TASK INPUTS:
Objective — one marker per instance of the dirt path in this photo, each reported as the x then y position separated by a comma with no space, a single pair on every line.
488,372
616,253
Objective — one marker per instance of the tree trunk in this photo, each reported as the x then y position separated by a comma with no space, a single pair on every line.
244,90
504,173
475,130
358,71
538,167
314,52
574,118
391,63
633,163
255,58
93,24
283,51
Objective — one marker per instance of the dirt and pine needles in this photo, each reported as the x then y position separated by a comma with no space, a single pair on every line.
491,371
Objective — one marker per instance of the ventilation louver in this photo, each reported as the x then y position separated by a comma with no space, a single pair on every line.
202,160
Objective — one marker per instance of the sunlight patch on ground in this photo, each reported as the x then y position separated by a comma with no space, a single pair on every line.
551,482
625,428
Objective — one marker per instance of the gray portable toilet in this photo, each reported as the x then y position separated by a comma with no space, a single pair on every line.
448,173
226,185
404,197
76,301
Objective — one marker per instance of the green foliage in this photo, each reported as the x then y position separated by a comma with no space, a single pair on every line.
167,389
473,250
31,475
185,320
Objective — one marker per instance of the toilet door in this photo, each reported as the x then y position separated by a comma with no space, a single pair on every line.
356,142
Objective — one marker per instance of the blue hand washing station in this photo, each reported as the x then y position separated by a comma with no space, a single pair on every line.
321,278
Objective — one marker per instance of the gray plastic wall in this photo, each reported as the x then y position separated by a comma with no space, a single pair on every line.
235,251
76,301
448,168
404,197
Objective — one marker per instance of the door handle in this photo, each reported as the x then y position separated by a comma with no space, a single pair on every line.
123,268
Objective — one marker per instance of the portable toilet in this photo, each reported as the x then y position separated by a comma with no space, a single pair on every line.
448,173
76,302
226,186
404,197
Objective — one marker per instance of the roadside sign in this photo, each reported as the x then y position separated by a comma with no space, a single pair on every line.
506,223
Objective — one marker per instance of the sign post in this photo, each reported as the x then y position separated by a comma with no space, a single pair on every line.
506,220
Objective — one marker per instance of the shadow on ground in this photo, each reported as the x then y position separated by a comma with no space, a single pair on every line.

EXERCISE DESCRIPTION: Could you give again exactly the lines from the line containing "Objective — one marker per instance of the roadside" through the final line of the data above, and no others?

SOLUTION:
Objective — one marker per instance of the roadside sign in this photo, each reported as the x then y position separated by a comma with no space, a single pair on every line.
506,223
Objective — one marker per instance of the sign post in this photo, each reported as the x then y position separated by a comma with no space, a single pair on every line.
506,220
Objective — one marker per instance of the shadow on ground in this photo, each reported as the x then y position separated by a comma with no space, a single pair on every line.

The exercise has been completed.